▶ **WRITTEN INSTRUCTION**
Reproduce each of the items below verbatim, line for line.

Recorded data
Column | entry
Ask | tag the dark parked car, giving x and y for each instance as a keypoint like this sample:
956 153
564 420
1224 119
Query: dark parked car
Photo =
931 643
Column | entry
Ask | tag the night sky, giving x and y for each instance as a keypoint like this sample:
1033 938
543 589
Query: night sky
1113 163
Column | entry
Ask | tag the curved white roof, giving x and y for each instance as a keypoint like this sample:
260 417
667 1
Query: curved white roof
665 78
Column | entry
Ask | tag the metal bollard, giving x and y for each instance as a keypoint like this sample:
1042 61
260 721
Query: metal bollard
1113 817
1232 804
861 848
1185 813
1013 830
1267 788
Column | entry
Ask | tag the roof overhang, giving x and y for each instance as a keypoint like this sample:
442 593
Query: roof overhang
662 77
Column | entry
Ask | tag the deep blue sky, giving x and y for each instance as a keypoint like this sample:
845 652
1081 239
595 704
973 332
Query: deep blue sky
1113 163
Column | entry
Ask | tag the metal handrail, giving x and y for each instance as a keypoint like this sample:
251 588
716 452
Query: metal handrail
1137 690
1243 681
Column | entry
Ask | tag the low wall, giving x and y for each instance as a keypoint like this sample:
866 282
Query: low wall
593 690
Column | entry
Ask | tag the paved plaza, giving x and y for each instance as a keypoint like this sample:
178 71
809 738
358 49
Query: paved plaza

▶ **PROBLEM SOLUTION**
Column | entry
Ask | tag the dark parked car, giving x and y for each instance as a keypoint like this sample:
956 153
564 420
1224 119
Query: dark parked car
Photo =
931 643
Column | entry
Ask | tag the night sky, giving x and y for each instance as a keypoint like this sample:
1033 938
543 589
Query: night sky
1113 163
Column | entry
Ask | tag the curved white roof, giving x and y for each instance as a keypoint like this sample:
260 417
667 1
Query: curved white roof
665 78
Column | entry
Ask | tag the metal bollard, giving x and y for each instance as a keypoint like this sample:
1042 61
260 721
Query: metal bollard
1113 817
1232 804
861 848
1185 813
1013 830
1267 788
Column | entry
Ask | tag the roof overhang, giving x and y for each instance as a keypoint like this sample:
442 593
Query: roof overhang
662 77
Column | entry
Ask | tag the deep blue sky, giving x and y for each instance as a keypoint like this sample:
845 652
1081 239
595 704
973 332
Query: deep blue sky
1113 163
Column | entry
Ask | tag the metal handrail, giving x and y for each instance as a keypoint like this sample:
251 588
716 452
Query: metal handrail
1137 690
1243 681
Column | entry
Ask | tag the low wall, giving x and y for each instance as a keypoint like this sample:
866 282
Query: low wall
593 690
Column | entry
Ask | tag the paved plaza, giving x and y for each instance as a keypoint like this sample:
178 71
809 738
358 49
Query: paved plaza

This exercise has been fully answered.